In the data below, give the number of lines that contain the word "snow". Nothing else is needed.

§ §

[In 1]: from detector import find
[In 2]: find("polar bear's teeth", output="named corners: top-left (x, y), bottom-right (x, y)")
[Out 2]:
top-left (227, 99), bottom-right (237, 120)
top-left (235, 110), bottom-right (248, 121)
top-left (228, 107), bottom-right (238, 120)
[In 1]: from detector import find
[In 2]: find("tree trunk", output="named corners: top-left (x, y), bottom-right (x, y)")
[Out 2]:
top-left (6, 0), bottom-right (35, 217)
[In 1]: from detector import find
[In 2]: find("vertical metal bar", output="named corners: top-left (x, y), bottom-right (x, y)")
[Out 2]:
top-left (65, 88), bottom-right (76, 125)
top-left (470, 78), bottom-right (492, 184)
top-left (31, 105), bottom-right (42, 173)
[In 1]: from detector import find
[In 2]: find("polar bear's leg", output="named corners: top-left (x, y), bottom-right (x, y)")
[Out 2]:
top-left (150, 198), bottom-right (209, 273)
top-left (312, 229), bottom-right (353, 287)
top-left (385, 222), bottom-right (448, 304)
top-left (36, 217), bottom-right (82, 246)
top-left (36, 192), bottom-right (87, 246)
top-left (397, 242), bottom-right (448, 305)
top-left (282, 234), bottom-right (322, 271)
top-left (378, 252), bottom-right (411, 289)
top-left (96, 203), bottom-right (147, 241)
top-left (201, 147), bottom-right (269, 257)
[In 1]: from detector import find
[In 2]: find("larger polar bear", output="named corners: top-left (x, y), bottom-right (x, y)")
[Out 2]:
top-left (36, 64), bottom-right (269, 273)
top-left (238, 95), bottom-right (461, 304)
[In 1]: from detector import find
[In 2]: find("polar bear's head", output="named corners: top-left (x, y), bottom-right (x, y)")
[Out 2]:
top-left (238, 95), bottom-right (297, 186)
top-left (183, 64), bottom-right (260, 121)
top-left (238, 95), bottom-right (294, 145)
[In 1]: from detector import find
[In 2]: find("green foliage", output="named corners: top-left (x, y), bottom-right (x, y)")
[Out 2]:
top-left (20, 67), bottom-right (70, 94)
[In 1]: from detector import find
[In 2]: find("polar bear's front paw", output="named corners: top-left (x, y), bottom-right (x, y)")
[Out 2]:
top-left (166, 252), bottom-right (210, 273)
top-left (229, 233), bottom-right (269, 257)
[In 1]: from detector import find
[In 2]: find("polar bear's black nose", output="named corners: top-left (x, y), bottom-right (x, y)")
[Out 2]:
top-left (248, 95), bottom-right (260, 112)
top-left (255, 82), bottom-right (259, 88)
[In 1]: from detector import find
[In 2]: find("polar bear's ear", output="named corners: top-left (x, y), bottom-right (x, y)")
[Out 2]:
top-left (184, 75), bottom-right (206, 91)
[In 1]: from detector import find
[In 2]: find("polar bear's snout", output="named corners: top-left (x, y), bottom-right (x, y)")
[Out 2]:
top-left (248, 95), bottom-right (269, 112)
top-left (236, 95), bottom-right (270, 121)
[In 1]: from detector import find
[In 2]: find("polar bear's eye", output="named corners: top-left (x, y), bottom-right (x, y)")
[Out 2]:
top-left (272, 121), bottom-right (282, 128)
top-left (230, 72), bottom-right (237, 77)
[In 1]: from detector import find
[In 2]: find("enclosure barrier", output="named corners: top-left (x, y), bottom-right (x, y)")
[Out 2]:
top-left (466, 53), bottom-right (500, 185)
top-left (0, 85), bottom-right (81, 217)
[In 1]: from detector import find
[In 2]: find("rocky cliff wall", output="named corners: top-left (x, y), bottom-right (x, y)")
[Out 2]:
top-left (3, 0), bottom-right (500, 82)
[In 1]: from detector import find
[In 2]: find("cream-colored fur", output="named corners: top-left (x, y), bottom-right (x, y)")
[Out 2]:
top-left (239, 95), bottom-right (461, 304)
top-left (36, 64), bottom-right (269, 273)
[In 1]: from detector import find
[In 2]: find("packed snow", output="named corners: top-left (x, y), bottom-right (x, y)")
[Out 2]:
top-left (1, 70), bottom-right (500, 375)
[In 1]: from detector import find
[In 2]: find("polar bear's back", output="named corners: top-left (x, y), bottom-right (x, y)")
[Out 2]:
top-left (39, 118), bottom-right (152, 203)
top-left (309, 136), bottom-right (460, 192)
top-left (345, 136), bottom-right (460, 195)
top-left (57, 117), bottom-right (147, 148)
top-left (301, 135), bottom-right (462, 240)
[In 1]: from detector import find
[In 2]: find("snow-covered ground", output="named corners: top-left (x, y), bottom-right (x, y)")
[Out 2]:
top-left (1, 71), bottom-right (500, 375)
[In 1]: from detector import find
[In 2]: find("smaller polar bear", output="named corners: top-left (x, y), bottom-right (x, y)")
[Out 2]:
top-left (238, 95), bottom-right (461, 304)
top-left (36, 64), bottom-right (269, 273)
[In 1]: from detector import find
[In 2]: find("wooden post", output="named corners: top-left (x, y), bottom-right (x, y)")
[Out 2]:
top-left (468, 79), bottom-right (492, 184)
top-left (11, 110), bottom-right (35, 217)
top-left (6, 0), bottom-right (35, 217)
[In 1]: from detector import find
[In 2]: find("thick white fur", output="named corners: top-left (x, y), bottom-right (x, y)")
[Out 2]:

§ §

Solved exercise
2